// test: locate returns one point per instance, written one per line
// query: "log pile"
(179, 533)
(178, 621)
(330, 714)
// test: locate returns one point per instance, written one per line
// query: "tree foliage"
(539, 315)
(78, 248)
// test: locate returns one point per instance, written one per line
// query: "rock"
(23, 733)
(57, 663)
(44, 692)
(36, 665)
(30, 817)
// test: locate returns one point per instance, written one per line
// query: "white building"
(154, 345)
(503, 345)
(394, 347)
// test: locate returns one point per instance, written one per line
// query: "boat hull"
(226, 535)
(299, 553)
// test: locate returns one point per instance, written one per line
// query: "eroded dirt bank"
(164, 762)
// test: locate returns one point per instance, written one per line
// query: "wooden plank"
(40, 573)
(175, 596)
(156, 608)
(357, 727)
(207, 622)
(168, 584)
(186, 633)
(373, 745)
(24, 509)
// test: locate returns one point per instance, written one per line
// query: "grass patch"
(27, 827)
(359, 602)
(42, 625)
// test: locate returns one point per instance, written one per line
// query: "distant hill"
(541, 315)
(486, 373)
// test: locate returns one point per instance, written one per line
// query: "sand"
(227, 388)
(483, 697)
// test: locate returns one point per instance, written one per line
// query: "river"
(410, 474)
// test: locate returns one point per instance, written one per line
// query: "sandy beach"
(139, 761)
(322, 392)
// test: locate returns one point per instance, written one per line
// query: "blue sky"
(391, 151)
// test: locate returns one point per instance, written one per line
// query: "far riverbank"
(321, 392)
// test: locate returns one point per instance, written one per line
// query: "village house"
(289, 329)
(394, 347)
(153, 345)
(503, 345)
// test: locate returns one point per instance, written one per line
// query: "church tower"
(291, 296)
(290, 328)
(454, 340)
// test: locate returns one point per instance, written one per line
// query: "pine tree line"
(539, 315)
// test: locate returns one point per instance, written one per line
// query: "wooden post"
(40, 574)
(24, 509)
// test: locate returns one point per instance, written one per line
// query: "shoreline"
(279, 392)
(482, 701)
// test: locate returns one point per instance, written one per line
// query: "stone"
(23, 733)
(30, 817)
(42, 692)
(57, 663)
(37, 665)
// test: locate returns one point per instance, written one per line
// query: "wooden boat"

* * *

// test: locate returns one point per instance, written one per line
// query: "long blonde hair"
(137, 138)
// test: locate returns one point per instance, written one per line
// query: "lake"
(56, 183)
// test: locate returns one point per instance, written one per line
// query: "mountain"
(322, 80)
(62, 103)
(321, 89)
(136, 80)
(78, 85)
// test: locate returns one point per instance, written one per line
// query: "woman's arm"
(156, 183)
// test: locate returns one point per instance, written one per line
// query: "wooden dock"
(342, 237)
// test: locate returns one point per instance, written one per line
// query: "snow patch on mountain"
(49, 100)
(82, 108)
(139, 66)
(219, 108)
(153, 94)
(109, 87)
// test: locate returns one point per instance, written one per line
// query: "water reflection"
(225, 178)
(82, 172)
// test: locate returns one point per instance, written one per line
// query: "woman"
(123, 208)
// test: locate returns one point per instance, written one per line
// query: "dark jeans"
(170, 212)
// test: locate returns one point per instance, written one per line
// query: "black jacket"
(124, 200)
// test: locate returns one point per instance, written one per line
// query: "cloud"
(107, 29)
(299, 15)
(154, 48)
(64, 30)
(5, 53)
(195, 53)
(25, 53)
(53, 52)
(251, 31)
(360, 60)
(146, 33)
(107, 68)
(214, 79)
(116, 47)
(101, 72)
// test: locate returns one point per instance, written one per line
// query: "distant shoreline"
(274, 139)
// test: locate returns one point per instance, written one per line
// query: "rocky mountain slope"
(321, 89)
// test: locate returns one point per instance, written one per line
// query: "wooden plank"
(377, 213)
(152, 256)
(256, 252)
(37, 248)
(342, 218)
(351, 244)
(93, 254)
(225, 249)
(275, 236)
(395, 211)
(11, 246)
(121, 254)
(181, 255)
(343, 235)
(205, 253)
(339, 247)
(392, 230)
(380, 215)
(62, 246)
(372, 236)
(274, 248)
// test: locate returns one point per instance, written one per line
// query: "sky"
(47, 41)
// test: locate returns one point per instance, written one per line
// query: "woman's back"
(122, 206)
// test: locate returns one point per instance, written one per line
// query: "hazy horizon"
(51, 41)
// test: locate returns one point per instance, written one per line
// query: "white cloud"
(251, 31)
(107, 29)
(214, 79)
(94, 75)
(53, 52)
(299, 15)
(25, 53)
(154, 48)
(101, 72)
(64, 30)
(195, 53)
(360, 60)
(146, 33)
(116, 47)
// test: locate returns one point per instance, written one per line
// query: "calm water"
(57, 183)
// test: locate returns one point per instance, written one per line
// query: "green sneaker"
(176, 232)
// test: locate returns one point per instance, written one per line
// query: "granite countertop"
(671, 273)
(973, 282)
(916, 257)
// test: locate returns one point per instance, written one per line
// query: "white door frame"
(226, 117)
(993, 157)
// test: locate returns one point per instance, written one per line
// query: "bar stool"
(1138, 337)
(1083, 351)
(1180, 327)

==

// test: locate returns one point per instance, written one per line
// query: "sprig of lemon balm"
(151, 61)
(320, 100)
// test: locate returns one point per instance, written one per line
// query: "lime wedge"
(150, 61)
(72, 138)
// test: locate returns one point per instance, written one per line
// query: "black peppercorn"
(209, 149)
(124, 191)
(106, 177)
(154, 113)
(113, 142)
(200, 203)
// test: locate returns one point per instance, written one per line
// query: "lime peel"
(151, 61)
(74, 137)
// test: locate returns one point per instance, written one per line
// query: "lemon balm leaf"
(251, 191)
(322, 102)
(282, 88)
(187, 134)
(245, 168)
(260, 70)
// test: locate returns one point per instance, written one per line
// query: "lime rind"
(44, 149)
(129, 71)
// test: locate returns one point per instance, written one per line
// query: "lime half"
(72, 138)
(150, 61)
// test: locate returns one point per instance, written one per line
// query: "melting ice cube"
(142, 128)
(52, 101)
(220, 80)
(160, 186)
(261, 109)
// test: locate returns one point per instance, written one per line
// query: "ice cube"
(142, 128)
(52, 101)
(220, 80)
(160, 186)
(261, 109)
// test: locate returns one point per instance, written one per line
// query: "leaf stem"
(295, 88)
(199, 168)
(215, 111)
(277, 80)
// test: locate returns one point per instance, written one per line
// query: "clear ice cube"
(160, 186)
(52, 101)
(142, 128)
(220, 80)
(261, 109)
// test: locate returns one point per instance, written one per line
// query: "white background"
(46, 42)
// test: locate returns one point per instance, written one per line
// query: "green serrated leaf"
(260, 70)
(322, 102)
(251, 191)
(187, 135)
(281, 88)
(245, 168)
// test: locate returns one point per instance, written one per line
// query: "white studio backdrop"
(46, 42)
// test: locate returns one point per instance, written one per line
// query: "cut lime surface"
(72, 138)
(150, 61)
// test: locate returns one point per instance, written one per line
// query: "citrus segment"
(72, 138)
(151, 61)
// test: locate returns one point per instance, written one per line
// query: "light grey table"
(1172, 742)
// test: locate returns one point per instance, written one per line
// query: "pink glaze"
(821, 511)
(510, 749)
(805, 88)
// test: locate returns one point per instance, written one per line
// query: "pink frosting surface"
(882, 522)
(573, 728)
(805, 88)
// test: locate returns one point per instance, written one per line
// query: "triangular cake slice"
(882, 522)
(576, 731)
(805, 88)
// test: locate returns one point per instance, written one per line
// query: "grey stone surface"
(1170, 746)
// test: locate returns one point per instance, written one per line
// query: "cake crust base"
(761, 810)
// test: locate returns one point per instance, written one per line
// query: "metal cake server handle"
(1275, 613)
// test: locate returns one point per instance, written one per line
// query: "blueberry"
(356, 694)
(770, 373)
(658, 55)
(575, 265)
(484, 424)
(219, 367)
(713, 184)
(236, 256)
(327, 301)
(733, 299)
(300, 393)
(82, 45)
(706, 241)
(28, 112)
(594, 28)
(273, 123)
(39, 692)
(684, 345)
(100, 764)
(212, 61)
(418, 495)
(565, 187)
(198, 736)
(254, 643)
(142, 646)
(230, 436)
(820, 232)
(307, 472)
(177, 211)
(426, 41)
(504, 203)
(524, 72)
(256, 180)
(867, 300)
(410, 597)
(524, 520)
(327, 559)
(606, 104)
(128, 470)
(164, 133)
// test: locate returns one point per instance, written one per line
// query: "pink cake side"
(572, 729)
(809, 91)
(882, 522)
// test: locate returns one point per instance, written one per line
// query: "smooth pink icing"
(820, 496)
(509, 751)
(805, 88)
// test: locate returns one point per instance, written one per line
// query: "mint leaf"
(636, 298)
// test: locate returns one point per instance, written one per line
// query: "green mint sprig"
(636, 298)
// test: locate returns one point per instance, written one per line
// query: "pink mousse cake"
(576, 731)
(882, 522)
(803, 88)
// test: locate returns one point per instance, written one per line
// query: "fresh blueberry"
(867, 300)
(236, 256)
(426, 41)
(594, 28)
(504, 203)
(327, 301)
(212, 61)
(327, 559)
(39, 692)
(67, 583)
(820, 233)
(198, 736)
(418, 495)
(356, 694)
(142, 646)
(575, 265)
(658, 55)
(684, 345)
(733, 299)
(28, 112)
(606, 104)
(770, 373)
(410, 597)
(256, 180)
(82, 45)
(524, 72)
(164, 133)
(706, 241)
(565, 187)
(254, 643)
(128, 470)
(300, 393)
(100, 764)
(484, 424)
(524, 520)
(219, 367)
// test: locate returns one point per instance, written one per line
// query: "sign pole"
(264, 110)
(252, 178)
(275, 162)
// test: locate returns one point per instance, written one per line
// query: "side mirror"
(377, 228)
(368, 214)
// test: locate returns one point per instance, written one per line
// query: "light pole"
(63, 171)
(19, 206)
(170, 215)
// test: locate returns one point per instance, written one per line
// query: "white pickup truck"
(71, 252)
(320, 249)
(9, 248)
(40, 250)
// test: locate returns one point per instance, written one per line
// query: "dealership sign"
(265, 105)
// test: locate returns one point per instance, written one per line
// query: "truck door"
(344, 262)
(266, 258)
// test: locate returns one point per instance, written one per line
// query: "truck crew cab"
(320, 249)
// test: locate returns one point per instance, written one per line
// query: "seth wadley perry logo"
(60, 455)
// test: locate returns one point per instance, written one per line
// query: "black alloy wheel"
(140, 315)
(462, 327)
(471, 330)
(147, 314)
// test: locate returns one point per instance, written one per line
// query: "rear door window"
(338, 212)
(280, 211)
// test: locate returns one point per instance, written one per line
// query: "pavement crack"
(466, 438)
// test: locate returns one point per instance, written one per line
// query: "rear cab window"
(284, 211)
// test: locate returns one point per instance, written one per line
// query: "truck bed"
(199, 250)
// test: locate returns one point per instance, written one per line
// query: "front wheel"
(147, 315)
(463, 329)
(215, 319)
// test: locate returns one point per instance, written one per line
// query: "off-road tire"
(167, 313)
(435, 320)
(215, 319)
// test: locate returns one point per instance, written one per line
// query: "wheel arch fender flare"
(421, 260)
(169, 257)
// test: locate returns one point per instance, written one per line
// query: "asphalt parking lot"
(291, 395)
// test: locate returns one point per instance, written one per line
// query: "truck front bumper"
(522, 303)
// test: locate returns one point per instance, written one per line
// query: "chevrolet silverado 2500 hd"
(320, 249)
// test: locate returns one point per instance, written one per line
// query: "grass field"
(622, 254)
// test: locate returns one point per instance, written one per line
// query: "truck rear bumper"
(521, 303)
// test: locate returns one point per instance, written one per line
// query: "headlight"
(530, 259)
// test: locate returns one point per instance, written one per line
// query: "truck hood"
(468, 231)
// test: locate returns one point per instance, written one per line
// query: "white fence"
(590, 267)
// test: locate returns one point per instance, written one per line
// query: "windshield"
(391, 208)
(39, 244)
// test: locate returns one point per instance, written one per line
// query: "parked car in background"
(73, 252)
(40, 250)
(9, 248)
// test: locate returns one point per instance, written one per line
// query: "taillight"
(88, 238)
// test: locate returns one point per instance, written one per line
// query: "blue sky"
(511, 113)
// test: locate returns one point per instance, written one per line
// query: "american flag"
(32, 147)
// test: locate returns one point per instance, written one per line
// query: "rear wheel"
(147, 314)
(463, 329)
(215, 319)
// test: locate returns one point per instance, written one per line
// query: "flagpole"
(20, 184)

## Goal
Count the lines in the rows above that contain the string "rear", treating case as significant, and give only the number.

## Written response
4